Stored dataset items:
┄┄┄┄┄┄┄┄┄┄

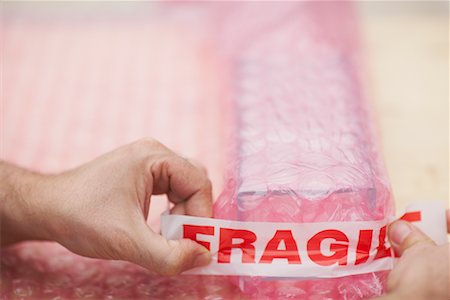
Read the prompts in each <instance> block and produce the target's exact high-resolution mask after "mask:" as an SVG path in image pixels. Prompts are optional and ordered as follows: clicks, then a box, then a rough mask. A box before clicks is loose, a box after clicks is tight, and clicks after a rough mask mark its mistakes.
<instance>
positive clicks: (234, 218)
mask: <svg viewBox="0 0 450 300" xmlns="http://www.w3.org/2000/svg"><path fill="white" fill-rule="evenodd" d="M288 5H292V4H287V5H286V6H288ZM254 8H255V7H253V9H254ZM247 9H248V11H247V13H248V15H247V16H249V15H250V13H249V11H252V8H251V7H250V8H249V7H247ZM259 9H261V10H262V11H263V12H261V11H260V12H261V15H265V16H266V15H269V16H273V12H272V13H268V14H264V12H266V11H269V10H270V5H268V6H267V7H264V5H263V6H260V7H259ZM264 9H266V10H264ZM272 11H275V10H272ZM240 14H241V15H242V16H241V17H242V19H241V23H242V26H243V27H244V28H247V27H246V22H245V21H243V20H245V19H246V18H245V9H244V11H241V13H240ZM283 16H284V17H283ZM276 20H277V22H274V21H273V19H272V18H267V19H264V20H261V23H260V24H259V25H260V28H265V29H264V30H263V32H260V34H255V33H253V35H252V39H251V38H249V39H247V40H246V44H245V46H243V47H241V48H239V50H238V51H236V52H234V54H233V55H234V57H233V58H234V60H233V62H234V64H233V66H234V69H233V70H234V73H233V83H234V86H233V89H232V90H233V92H234V94H233V95H232V99H233V104H234V114H235V115H234V130H235V132H234V141H233V142H232V144H233V145H234V149H233V150H232V152H233V156H232V158H231V161H230V164H229V166H230V167H229V169H228V180H227V181H226V188H225V190H224V192H223V194H222V196H221V197H219V200H218V201H217V202H216V206H215V212H216V214H215V217H217V218H222V219H230V218H231V219H233V220H243V221H270V222H297V223H302V222H333V221H369V220H382V219H384V218H386V217H388V216H390V215H393V212H394V211H393V200H392V198H391V193H390V188H389V184H388V181H387V178H386V173H385V171H384V168H383V163H382V160H381V158H380V153H379V149H378V148H377V141H376V138H375V136H374V132H373V126H372V120H371V118H370V113H369V112H368V104H367V102H366V100H365V99H364V95H363V93H362V90H361V85H360V82H359V78H358V72H359V71H360V66H359V65H358V42H357V38H356V32H355V26H356V23H355V19H354V15H353V12H352V7H351V6H349V5H347V4H342V3H338V4H330V3H323V4H319V3H311V2H308V3H302V4H297V5H292V6H291V7H289V9H287V10H284V11H282V13H281V14H280V15H278V17H277V18H276ZM235 22H239V21H237V20H235ZM241 23H239V24H241ZM264 24H265V25H267V26H266V27H264ZM269 24H270V26H268V25H269ZM244 31H245V29H244ZM385 275H386V272H377V273H370V274H364V275H355V276H350V277H344V278H334V279H321V280H288V279H286V280H274V279H270V278H260V277H253V278H252V277H242V278H240V279H239V285H240V287H241V288H242V289H243V290H244V292H245V293H248V294H250V295H252V296H253V297H255V298H257V299H265V298H267V299H276V298H292V297H311V298H314V299H315V298H326V299H331V298H333V299H334V298H345V299H354V298H361V297H369V296H374V295H380V294H381V293H382V292H383V285H384V281H385Z"/></svg>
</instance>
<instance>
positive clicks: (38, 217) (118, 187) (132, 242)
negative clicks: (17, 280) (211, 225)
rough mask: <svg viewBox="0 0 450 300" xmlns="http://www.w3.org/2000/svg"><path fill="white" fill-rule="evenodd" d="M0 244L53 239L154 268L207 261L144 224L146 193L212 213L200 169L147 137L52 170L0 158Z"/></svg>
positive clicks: (73, 246)
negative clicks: (40, 173)
mask: <svg viewBox="0 0 450 300" xmlns="http://www.w3.org/2000/svg"><path fill="white" fill-rule="evenodd" d="M0 181H1V182H2V183H0V201H1V206H0V213H1V215H0V217H1V220H2V226H1V227H2V228H1V232H2V235H1V237H2V246H4V245H8V244H12V243H15V242H19V241H22V240H28V239H39V240H53V241H57V242H58V243H60V244H62V245H63V246H65V247H66V248H68V249H69V250H71V251H73V252H75V253H77V254H80V255H83V256H88V257H95V258H104V259H115V260H127V261H130V262H133V263H136V264H139V265H141V266H143V267H145V268H148V269H150V270H153V271H156V272H158V273H160V274H168V275H172V274H178V273H180V272H182V271H184V270H187V269H190V268H193V267H197V266H202V265H205V264H207V263H208V262H209V261H210V259H211V258H210V254H209V252H208V251H207V249H206V248H204V247H203V246H201V245H199V244H197V243H195V242H193V241H191V240H188V239H183V240H166V239H164V238H163V237H162V236H161V235H159V234H158V233H155V232H153V231H152V230H151V229H150V228H149V227H148V225H147V223H146V219H147V216H148V213H149V206H150V198H151V196H152V195H158V194H167V196H168V199H169V200H170V201H171V202H172V203H173V204H174V207H173V208H172V210H171V212H172V213H175V214H187V215H192V216H202V217H211V216H212V195H211V183H210V181H209V180H208V177H207V175H206V172H205V171H204V170H203V169H202V168H199V167H197V166H194V165H193V164H192V163H190V162H189V161H187V160H186V159H184V158H182V157H180V156H178V155H176V154H175V153H174V152H172V151H170V150H169V149H168V148H166V147H165V146H163V145H162V144H160V143H159V142H157V141H154V140H141V141H138V142H135V143H133V144H130V145H126V146H124V147H122V148H119V149H117V150H115V151H113V152H110V153H108V154H106V155H103V156H101V157H99V158H97V159H95V160H94V161H92V162H90V163H87V164H85V165H83V166H81V167H79V168H77V169H74V170H71V171H68V172H65V173H62V174H59V175H41V174H36V173H31V172H29V171H26V170H23V169H20V168H17V167H14V166H11V165H7V164H0Z"/></svg>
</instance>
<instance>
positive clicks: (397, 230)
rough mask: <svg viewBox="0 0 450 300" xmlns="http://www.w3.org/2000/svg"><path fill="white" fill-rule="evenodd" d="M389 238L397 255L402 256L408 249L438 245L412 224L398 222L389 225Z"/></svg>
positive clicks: (421, 231) (408, 223)
mask: <svg viewBox="0 0 450 300" xmlns="http://www.w3.org/2000/svg"><path fill="white" fill-rule="evenodd" d="M388 237H389V240H390V242H391V244H392V247H393V248H394V251H395V253H397V254H398V255H402V254H403V252H405V251H406V249H409V248H411V247H413V246H416V245H418V244H425V245H436V244H435V243H434V241H433V240H432V239H431V238H430V237H428V236H427V235H426V234H425V233H423V232H422V231H421V230H420V229H418V228H417V227H415V226H414V225H412V224H411V223H409V222H407V221H403V220H397V221H395V222H393V223H392V224H391V225H389V228H388Z"/></svg>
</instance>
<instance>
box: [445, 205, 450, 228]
mask: <svg viewBox="0 0 450 300" xmlns="http://www.w3.org/2000/svg"><path fill="white" fill-rule="evenodd" d="M445 215H446V216H447V233H450V209H447V211H446V214H445Z"/></svg>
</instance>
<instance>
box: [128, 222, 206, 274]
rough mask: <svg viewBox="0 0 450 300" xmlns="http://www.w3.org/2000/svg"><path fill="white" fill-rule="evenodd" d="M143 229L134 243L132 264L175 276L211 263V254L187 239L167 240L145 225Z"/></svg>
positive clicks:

┄┄┄┄┄┄┄┄┄┄

TASK STATEMENT: Update the data from its first line through the line containing "positive clicks: (234, 218)", changing "clicks" to "points" and keeping everything else the same. Leave the pictures out of your answer.

RESPONSE TO THIS TASK:
Read the prompts in each <instance> block and produce the target's exact high-resolution mask after "mask:" as an SVG path in image pixels. Prompts are optional and ordered as follows: points, then a box, then a rough mask. A box before points is loose, a box after points is tight, and points after a rough mask mark its mistakes.
<instance>
positive points: (234, 218)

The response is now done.